* Begin *

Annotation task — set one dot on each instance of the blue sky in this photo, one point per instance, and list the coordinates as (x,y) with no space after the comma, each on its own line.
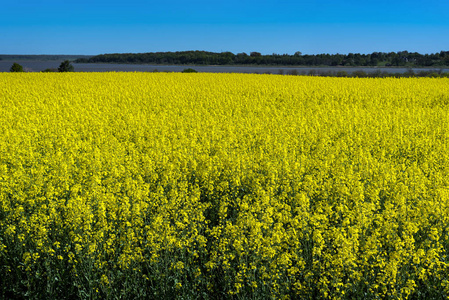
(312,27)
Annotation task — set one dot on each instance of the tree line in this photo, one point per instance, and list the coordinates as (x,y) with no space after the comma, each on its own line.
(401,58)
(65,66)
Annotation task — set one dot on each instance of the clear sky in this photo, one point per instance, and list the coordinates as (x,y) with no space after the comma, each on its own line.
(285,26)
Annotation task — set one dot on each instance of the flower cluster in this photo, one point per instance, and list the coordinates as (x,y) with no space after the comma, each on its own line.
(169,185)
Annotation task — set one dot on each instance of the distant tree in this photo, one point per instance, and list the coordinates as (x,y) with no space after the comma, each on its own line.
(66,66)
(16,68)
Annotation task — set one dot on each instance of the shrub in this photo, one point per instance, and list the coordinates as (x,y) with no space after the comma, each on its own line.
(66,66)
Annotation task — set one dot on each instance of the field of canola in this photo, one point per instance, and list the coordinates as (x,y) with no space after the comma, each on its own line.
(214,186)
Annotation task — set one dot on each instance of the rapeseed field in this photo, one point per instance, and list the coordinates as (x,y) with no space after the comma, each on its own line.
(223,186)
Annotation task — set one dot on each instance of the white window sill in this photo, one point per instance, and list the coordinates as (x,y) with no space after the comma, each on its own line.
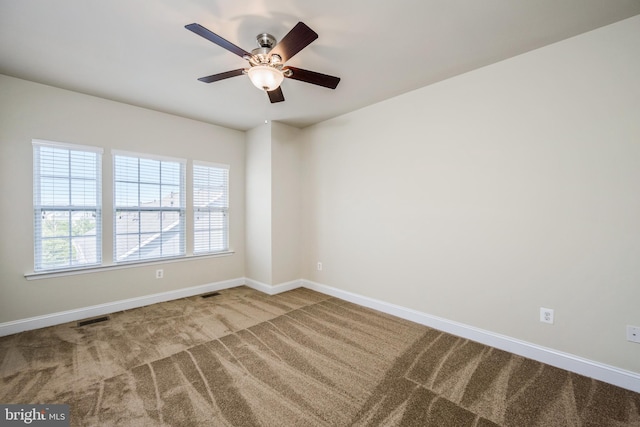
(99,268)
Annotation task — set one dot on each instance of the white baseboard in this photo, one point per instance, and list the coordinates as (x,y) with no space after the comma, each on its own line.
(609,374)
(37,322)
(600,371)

* End *
* Begin *

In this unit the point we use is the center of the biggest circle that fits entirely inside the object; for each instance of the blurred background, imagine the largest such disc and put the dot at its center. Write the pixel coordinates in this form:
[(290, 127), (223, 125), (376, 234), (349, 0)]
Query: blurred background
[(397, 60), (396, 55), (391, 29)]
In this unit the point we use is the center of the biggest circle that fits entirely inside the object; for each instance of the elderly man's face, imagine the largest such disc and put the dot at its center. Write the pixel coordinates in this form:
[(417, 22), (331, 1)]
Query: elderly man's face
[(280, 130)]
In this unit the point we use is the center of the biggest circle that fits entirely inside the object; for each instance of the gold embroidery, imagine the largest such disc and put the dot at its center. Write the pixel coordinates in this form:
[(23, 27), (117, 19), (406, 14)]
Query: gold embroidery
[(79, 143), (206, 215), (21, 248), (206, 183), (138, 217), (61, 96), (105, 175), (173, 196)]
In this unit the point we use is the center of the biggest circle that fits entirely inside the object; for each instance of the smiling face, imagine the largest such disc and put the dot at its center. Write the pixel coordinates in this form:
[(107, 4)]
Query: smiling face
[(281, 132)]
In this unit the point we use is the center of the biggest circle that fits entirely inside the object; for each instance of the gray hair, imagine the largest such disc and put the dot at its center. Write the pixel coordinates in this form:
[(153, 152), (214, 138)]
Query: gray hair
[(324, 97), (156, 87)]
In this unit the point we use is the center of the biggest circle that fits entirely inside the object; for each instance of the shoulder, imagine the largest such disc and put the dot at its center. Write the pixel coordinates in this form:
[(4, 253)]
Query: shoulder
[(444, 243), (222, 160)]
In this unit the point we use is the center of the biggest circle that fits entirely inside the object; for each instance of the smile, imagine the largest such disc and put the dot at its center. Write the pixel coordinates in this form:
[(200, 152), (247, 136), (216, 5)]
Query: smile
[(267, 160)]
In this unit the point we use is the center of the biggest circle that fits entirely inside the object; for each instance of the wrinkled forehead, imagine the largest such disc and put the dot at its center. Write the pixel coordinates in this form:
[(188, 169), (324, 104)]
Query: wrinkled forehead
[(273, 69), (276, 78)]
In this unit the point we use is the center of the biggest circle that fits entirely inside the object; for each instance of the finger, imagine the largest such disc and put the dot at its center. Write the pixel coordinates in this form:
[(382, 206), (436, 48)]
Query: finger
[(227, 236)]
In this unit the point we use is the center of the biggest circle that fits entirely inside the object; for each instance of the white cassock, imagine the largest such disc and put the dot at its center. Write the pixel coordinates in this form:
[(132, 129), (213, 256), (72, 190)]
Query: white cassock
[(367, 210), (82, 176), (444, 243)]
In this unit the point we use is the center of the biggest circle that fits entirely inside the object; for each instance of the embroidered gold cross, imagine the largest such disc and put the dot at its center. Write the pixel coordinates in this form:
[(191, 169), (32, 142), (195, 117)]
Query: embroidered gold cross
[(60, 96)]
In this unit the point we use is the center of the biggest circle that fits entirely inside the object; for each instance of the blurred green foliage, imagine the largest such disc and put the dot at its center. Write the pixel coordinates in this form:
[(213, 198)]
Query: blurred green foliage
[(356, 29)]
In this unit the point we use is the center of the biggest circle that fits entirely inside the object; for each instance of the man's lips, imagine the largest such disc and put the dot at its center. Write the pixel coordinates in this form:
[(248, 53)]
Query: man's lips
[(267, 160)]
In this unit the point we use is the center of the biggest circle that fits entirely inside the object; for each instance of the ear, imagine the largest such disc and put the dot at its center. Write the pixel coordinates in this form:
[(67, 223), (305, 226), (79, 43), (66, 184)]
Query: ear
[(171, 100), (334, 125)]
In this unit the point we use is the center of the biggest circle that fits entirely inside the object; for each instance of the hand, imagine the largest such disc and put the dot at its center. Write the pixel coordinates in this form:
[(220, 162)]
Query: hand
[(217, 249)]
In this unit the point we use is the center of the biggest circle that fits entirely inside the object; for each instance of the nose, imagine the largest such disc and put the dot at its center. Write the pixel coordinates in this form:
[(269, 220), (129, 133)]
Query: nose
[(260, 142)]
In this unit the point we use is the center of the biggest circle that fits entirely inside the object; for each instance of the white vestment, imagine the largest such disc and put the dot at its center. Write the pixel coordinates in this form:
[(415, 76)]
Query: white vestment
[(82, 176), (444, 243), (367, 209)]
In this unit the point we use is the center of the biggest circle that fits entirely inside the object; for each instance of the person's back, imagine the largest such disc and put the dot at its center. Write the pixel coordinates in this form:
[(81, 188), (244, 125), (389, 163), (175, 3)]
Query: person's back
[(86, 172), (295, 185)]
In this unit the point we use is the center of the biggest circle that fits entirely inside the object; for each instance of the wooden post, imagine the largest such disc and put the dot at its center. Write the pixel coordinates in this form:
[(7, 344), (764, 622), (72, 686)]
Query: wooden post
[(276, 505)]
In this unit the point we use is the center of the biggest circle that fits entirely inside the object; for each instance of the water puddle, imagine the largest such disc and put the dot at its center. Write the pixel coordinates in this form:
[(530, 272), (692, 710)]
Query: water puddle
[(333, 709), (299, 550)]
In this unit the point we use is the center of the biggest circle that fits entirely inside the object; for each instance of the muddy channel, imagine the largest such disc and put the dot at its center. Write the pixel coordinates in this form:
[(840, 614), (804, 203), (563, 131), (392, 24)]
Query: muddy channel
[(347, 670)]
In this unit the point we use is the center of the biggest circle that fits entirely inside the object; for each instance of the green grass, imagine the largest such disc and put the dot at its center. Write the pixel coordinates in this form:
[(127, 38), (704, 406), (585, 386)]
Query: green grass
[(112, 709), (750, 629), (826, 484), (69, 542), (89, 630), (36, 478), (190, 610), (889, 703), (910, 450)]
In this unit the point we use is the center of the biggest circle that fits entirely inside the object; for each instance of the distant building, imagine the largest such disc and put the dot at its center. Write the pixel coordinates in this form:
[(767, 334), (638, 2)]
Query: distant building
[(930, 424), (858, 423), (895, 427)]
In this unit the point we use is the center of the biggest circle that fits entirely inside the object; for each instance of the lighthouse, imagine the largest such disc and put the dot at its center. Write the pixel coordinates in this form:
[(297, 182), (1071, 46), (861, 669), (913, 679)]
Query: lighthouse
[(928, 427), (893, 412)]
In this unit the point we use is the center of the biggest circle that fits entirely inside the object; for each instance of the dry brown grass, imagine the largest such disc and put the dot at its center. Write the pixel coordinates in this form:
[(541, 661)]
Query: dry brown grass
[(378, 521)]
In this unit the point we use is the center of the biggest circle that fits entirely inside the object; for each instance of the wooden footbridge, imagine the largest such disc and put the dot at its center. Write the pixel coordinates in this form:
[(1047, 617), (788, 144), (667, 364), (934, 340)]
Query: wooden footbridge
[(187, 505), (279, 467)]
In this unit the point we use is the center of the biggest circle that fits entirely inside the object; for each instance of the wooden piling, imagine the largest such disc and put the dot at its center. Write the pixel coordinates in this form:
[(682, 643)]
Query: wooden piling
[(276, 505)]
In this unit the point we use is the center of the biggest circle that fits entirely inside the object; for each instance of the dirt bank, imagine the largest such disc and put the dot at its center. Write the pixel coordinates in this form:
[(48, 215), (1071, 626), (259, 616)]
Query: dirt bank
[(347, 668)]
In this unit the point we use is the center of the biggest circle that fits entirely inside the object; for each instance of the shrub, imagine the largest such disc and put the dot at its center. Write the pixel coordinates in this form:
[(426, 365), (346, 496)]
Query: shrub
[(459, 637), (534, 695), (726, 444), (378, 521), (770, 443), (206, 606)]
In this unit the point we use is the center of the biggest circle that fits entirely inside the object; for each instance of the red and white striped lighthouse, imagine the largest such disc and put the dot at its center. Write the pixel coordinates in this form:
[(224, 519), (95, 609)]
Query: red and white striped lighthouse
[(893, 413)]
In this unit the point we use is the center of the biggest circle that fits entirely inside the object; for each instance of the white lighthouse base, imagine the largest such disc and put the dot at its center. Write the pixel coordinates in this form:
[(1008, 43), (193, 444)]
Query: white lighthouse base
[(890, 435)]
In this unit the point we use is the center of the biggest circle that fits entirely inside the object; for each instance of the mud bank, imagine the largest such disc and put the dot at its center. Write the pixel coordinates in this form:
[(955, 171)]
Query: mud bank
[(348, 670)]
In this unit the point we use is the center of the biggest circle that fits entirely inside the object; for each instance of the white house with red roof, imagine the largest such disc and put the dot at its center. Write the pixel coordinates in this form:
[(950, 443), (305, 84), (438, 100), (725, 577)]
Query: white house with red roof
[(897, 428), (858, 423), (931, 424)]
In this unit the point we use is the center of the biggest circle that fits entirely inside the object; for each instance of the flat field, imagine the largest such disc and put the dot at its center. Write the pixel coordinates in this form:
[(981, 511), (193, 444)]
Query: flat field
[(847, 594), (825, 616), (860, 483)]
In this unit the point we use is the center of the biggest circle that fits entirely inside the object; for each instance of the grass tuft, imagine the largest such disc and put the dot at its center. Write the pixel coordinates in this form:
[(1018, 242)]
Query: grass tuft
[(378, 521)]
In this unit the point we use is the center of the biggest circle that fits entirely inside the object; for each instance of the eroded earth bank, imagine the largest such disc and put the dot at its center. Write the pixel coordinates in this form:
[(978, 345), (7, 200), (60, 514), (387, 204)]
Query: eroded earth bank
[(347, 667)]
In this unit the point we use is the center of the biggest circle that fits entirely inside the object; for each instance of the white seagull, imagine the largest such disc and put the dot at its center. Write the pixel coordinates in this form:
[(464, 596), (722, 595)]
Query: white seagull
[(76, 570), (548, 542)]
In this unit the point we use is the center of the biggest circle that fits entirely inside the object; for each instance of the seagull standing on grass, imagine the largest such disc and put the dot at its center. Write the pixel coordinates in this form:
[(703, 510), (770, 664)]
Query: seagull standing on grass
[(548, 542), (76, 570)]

* End *

Problem requirements.
Retype, character for character, the part of the rows above that opens with the line containing "of the green" and closes with the line containing "Query: green grass", including both of those lines.

Response for this exercise.
In this unit the point we use is the center of the biggest circle that fits entirely inside the object; for each instance of the green grass, imagine the largest such disc and put the dot at its center. Write the pixel coordinates in this form:
[(127, 38), (704, 406), (585, 386)]
Query: green grass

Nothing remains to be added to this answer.